Consignes:
A – Répondez aux questions suivantes à partir du billet.
(i) Quel type de blog a été repris, enrichi de textes personnels ?
(ii) Sous quel libellé le billet est-il classé ?
(iii) Quel lieu continuera à s'endormir ?
B – Recopiez fidèlement le passage du billet qui commence aux mots « Libellés : Digressions » et s'arrête après les mots « quelques transformations ... ».

Extrait proposé:

Retour aux premières amours
1 billet(s) Publié par Aphonsine aux alentours de jeudi, février 19, 2015S'il est encore quelques nostalgiques qui passent par ici ou ne m'ont pas effacée des flux, j'annonce un nouveau déménagement. J'ai repris un blog de lecture, enrichi de textes personnels, car j'écris également aujourd'hui ! J'ai aussi changé de pseudonyme ; bref, un renouveau !
Par ici pour découvrir la nouvelle bibliothèque d'Alphonsine, et au plaisir de vous y croiser comme autrefois.
Libellés : Digressions
J'attendais que ça ait pris un peu d'envergure - un tout petit peu - avant d'annoncer mon déménagement. Plumes continuera à s'endormir, mais je pars cultiver ailleurs des fleurs de bonne volonté. Cela n'intéressera peut-être pas tout le monde, car ce changement de lieu implique quelques transformations ...

Données fournies:
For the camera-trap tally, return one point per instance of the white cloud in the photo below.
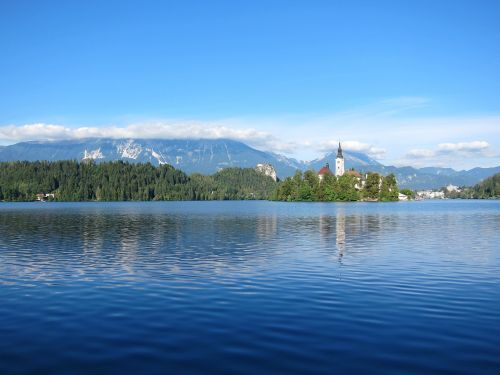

Corrigé:
A –
(i) Un blog de lecture.
(ii) Digressions.
(iii) Plumes.

B –
Libellés : Digressions
J'attendais que ça ait pris un peu d'envergure - un tout petit peu - avant d'annoncer mon déménagement. Plumes continuera à s'endormir, mais je pars cultiver ailleurs des fleurs de bonne volonté. Cela n'intéressera peut-être pas tout le monde, car ce changement de lieu implique quelques transformations ...